[Recorded data]
— START —
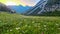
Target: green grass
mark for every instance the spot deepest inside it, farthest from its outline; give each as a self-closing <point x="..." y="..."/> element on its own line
<point x="20" y="24"/>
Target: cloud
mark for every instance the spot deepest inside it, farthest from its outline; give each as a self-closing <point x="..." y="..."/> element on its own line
<point x="29" y="2"/>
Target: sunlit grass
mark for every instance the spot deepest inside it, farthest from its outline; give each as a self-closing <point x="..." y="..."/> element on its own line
<point x="20" y="24"/>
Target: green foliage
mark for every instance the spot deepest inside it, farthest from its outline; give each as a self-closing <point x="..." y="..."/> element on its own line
<point x="19" y="24"/>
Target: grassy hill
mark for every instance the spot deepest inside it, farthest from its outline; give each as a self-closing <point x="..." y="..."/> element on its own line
<point x="20" y="24"/>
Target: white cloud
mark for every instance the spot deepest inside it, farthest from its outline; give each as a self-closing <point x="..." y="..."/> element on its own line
<point x="29" y="2"/>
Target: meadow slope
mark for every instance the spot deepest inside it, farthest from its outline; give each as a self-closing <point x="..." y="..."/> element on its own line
<point x="20" y="24"/>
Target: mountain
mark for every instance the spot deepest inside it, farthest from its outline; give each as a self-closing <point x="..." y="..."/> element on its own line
<point x="44" y="6"/>
<point x="20" y="8"/>
<point x="4" y="8"/>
— END —
→ Given task
Print all of the data above again word for word, leaving out the pictures.

→ Exercise output
Target: green grass
mark for every instance the spot deepest inside it, farthest from its outline; give each as a self-closing <point x="..." y="..."/> element on its own line
<point x="20" y="24"/>
Target: cloud
mark for every instance the spot deepest inside it, farthest from its outline; give each as a self-closing <point x="..." y="..."/> element on its own line
<point x="29" y="2"/>
Target: sunlit grass
mark for every instance the spot deepest inside it, farthest from its outline; give each as a self-closing <point x="..." y="..."/> element on its own line
<point x="20" y="24"/>
Target: green foliage
mark for every instance the spot deepest inside it, farthest from its outline; give each as a self-closing <point x="..." y="..."/> element on its own line
<point x="19" y="24"/>
Target: grassy hill
mark for every instance the spot deepest inside it, farthest from its outline; give each as a self-closing <point x="..." y="..."/> element on its own line
<point x="20" y="24"/>
Target: white cloud
mark for every instance the spot deepest inside it, farthest from its outline; give each as a self-closing <point x="..." y="..."/> element on its own line
<point x="29" y="2"/>
Target: meadow slope
mark for every instance the spot deepest inside it, farthest from its outline; give each as a self-closing <point x="..." y="..."/> element on its own line
<point x="20" y="24"/>
Target: mountain
mark for every instance the spot deepest inside it, farthest from its outline; give each as a self-closing <point x="..." y="..."/> element on its own line
<point x="44" y="6"/>
<point x="20" y="8"/>
<point x="4" y="8"/>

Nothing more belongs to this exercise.